Exercise instructions:
Only lines containing "instance" belong in the answer, each copied from the entries below.

Provided records:

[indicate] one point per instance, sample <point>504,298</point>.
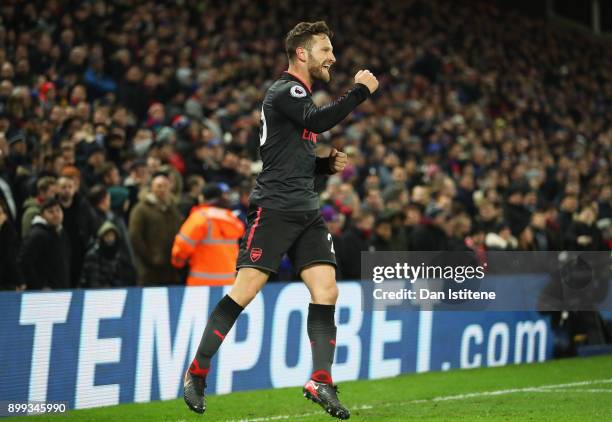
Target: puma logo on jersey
<point>309,136</point>
<point>297,91</point>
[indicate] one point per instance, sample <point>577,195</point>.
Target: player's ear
<point>301,54</point>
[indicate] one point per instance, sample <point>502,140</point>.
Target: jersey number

Response:
[indicate] one point per instance, sample <point>504,298</point>.
[indicate] one point per instance, sample <point>577,195</point>.
[indicate] one point per instance, sample <point>502,140</point>.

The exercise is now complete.